● **Records for this exercise**
:::::

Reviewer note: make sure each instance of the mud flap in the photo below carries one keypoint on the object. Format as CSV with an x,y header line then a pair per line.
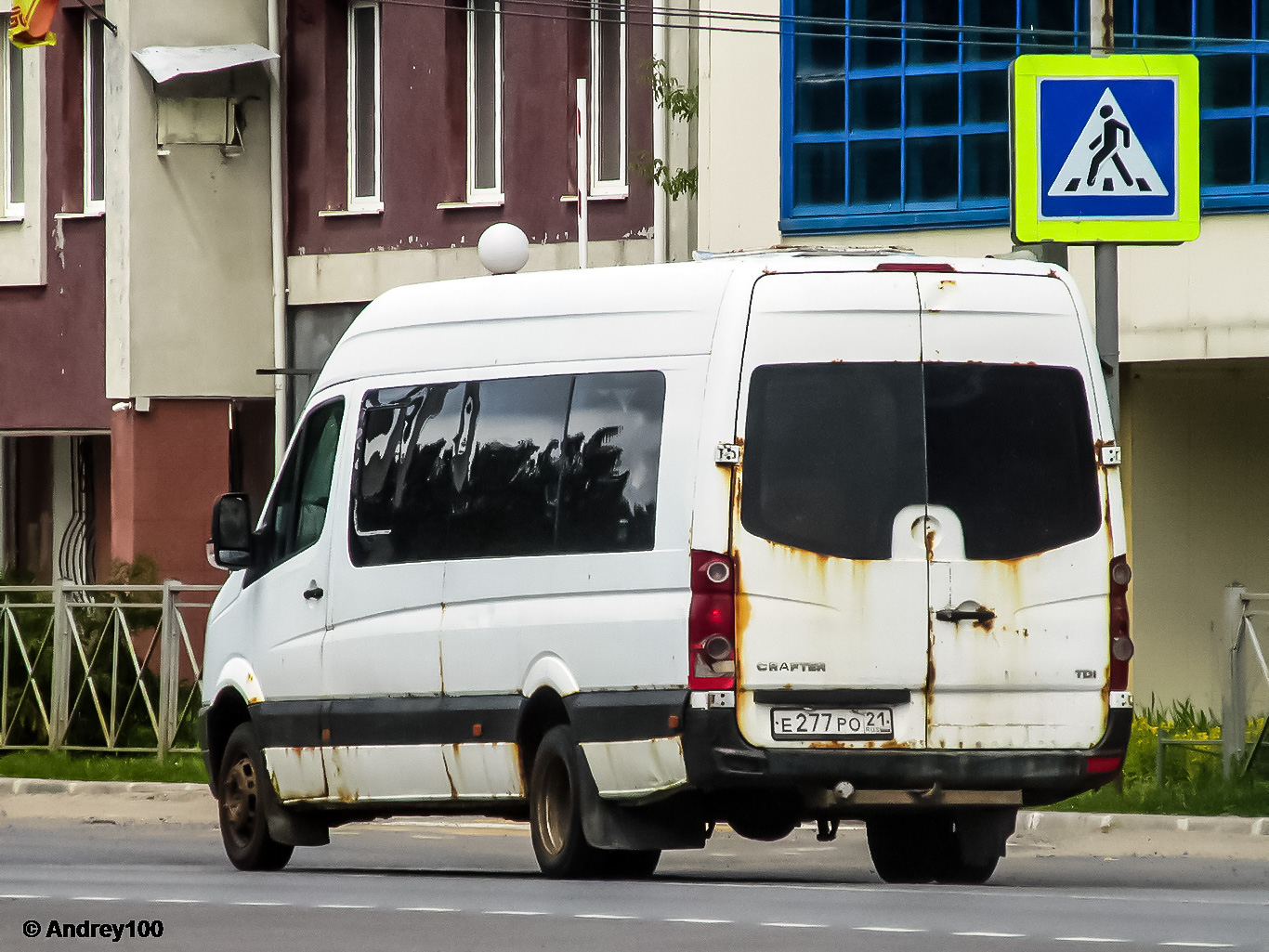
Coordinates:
x,y
662,826
291,828
981,834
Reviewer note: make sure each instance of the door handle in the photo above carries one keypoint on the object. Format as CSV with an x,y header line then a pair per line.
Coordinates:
x,y
964,615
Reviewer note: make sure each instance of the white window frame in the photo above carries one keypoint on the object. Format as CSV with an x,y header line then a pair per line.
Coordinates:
x,y
617,187
490,194
10,59
93,72
373,202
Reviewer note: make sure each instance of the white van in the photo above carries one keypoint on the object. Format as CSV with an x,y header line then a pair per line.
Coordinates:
x,y
762,540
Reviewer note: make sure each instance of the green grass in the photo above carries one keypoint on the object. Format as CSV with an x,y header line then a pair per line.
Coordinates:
x,y
59,764
1236,797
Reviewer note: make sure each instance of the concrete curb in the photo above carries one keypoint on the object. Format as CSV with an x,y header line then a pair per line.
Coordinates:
x,y
1036,821
16,786
1057,821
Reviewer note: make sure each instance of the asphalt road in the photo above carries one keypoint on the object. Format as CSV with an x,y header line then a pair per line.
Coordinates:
x,y
430,885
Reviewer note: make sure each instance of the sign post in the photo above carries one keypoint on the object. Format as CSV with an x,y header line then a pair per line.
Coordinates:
x,y
1105,152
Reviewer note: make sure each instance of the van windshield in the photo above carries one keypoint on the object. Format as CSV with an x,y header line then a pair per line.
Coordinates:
x,y
834,450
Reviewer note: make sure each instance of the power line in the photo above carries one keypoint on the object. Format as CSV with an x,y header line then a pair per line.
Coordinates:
x,y
825,27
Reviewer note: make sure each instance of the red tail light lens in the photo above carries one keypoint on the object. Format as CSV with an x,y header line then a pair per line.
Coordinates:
x,y
713,622
1120,643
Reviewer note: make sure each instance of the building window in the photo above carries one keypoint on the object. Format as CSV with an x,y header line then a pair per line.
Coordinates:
x,y
608,97
898,127
364,124
484,100
94,116
11,140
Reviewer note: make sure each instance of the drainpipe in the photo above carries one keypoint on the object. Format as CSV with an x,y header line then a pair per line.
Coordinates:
x,y
280,291
661,240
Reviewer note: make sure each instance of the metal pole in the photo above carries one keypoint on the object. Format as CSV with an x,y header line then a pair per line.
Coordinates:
x,y
582,173
59,689
1234,716
169,669
1105,256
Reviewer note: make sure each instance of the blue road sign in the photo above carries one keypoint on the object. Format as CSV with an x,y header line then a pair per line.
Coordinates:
x,y
1108,149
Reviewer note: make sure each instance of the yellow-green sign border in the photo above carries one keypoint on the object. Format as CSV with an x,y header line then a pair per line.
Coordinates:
x,y
1025,78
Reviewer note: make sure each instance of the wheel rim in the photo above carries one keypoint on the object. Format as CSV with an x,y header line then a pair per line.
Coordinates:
x,y
239,802
555,807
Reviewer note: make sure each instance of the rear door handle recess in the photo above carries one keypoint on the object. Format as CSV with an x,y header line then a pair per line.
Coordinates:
x,y
964,615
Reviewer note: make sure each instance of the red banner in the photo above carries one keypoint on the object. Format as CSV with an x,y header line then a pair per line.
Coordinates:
x,y
31,20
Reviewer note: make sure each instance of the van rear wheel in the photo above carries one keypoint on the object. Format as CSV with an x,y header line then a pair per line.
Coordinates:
x,y
555,810
555,817
242,789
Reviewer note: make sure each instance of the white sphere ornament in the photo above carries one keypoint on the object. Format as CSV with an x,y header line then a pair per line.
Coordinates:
x,y
503,249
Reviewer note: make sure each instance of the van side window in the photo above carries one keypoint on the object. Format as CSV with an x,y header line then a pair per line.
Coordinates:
x,y
297,511
612,452
402,476
831,453
508,467
484,468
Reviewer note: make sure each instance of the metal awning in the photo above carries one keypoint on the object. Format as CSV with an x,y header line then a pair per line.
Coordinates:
x,y
166,62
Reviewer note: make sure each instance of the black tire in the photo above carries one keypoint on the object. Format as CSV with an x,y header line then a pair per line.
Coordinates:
x,y
555,810
242,789
909,848
555,819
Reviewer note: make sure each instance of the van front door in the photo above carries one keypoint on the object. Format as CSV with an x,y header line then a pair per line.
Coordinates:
x,y
1019,578
832,620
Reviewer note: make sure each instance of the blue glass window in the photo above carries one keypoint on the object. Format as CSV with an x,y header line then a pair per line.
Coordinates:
x,y
900,125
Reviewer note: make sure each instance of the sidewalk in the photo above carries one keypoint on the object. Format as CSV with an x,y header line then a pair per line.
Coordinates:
x,y
1040,831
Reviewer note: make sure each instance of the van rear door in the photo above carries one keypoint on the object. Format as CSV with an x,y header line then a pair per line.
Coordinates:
x,y
831,611
1019,533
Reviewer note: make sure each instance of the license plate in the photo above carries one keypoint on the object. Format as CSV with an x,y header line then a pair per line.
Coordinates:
x,y
832,724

:::::

● **Activity**
Pick from the records each line that contains the word "road" and show it.

● **Answer for the task**
Reviewer note: make sure each instance of the asphalt road in the photo above carries one keypoint on the object. Format as CSV with an x,y header line then a pair per line.
Reviewer note: make sure each instance of the blue road sign in the photo above carries one keypoint on the object. Format as CSV with an x,y header line then a pair per line.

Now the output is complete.